Quelles lignes des enregistrements ci-dessous contiennent le mot « hair » ? Filtrez-les et recopiez chacune d'elles.
● ● ● ● ●
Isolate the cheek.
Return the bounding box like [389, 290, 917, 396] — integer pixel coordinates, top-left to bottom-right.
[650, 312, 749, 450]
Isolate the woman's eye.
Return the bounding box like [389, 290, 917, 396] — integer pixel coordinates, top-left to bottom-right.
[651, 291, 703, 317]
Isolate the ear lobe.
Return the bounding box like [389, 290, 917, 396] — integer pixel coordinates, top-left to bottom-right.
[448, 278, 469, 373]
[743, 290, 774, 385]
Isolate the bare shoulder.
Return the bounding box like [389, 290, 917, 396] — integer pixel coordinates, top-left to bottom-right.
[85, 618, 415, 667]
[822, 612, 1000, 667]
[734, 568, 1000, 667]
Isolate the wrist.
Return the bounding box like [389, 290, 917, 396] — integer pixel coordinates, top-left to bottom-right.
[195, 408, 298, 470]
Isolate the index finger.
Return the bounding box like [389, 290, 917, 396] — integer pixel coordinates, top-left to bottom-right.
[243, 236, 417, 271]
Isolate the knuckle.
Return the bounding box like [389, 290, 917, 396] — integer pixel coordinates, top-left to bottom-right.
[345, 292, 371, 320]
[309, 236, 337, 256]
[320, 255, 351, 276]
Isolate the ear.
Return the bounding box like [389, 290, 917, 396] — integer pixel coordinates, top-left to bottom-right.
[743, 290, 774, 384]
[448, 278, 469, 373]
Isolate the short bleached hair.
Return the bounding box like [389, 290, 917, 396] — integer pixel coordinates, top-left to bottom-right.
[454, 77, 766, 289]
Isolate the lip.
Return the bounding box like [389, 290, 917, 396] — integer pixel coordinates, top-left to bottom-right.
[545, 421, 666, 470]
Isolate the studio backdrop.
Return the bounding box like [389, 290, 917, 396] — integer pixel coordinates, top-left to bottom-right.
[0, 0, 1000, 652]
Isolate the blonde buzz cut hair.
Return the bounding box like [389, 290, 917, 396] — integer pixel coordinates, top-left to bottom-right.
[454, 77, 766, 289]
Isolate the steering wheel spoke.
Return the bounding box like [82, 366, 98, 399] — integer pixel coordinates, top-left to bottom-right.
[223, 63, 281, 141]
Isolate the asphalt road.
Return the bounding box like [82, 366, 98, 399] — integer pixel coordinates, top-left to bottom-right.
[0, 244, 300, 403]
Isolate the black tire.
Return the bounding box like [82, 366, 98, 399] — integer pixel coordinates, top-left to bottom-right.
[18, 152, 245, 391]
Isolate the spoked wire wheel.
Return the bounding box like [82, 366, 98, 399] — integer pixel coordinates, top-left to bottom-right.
● ● ● ● ●
◆ **Résultat ci-dessous**
Isolate the short bleached hair.
Isolate the blonde buzz cut hair.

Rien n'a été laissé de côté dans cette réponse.